**TEXT PASSAGE:**
----------------------------------------

The suspension of the UN monitoring effort in Syria presages an increase in violent conflict with a highly uncertain outcome. Russia seems determined to keep Bashar al Assad in power, though its Foreign Minister denies it.  Iran will certainly exert itself in that direction.  I doubt the armed rebellion can beat the Syrian security forces any time soon, but we could see a lengthy insurgency fed by Saudi and Qatari arms shipments through Turkey.

The only real certainty in Egypt is that the military is trying to hold on to power.  Whether it can and what the consequences will be is highly uncertain, as are the results of today’s presidential election.  The Supreme Council of the Armed Forces (SCAF) has arrogated to itself legislative power, which means it now has to deal with Egypt’s economy and social problems along security and law and order.  I don’t know any military establishments equal to that task, but the risk of new parliamentary elections may be greater than the SCAF wants to run.  It could end up forced to rule Egypt, likely badly, for some time to come.

----------------------------------------

**INFORMATION GIVEN:**
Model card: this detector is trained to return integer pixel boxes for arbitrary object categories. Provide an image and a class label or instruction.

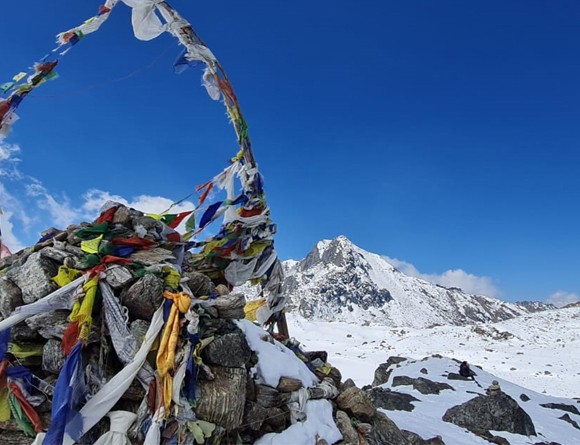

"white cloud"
[546,291,580,307]
[0,137,22,179]
[83,189,194,215]
[0,183,30,252]
[383,256,501,298]
[26,180,82,228]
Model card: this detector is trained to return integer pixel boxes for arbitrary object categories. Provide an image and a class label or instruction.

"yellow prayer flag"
[12,72,26,82]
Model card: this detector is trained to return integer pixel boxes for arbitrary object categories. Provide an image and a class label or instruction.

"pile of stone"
[0,203,432,445]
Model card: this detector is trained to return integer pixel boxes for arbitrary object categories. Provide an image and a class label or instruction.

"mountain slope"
[283,236,552,328]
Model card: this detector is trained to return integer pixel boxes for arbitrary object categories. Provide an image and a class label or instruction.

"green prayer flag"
[0,82,14,93]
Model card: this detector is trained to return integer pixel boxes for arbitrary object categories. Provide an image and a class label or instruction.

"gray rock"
[367,387,420,412]
[276,376,303,392]
[336,386,376,422]
[183,272,215,297]
[393,376,455,394]
[443,393,536,436]
[335,410,359,445]
[540,403,580,416]
[129,320,151,345]
[256,385,288,408]
[40,246,76,264]
[130,247,176,266]
[195,366,246,430]
[0,277,24,318]
[8,252,58,304]
[262,406,290,433]
[340,379,356,392]
[42,339,66,375]
[202,329,252,368]
[10,323,41,343]
[373,356,407,386]
[105,265,135,289]
[120,274,164,320]
[214,294,246,320]
[447,372,473,382]
[244,401,269,431]
[558,414,580,430]
[113,206,132,228]
[25,310,70,340]
[401,430,445,445]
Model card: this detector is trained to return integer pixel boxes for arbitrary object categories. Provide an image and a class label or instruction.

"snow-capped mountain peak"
[284,236,548,328]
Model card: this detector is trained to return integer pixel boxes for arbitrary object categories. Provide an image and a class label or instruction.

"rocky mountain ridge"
[283,236,551,328]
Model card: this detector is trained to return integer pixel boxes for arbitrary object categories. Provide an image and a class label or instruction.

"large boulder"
[336,386,376,422]
[121,274,164,320]
[373,356,407,386]
[443,392,536,436]
[8,252,58,304]
[195,366,246,430]
[202,329,252,368]
[367,388,420,412]
[0,277,24,318]
[366,412,423,445]
[393,376,455,394]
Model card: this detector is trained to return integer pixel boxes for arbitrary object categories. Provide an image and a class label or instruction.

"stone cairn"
[0,203,426,445]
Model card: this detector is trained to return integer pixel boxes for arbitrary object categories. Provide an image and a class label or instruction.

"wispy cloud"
[383,256,501,298]
[82,189,194,215]
[0,140,22,180]
[546,291,580,307]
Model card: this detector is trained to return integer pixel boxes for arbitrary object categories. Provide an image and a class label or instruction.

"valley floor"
[288,307,580,398]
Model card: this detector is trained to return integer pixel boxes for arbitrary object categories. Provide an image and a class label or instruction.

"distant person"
[459,361,476,380]
[485,380,501,396]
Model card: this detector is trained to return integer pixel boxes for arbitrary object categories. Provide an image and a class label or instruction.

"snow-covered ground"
[288,307,580,398]
[372,358,580,445]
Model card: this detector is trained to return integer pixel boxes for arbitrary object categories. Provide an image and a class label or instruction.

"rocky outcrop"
[373,357,407,386]
[367,388,419,412]
[443,393,536,436]
[393,376,454,394]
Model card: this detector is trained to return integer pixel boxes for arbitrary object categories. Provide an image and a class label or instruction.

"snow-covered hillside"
[283,236,543,328]
[289,306,580,398]
[372,357,580,445]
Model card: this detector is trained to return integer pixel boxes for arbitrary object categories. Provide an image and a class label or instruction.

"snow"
[383,357,580,445]
[288,307,580,397]
[237,320,318,388]
[236,320,342,445]
[255,400,342,445]
[237,307,580,445]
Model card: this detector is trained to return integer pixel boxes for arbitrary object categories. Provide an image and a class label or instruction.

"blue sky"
[0,0,580,301]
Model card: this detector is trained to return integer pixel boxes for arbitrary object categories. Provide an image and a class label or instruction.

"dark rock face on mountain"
[393,376,454,394]
[367,388,419,412]
[443,392,536,436]
[283,236,548,328]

----------------------------------------

**QUESTIONS TO ANSWER:**
a) In the passage on Syria and Egypt, what has the Supreme Council of the Armed Forces taken for itself?
b) Please sum up the passage on Syria and Egypt in two sentences.

**EXERCISE ANSWERS:**
a) Legislative power.

b) The suspension of UN monitoring in Syria points to more violent conflict with a highly uncertain outcome, as Russia and Iran work to keep Bashar al Assad in power and a lengthy insurgency could be fed by Saudi and Qatari arms shipments through Turkey. In Egypt, the military is trying to hold on to power, and the SCAF, having taken legislative power, could end up forced to rule the country, likely badly, for some time to come.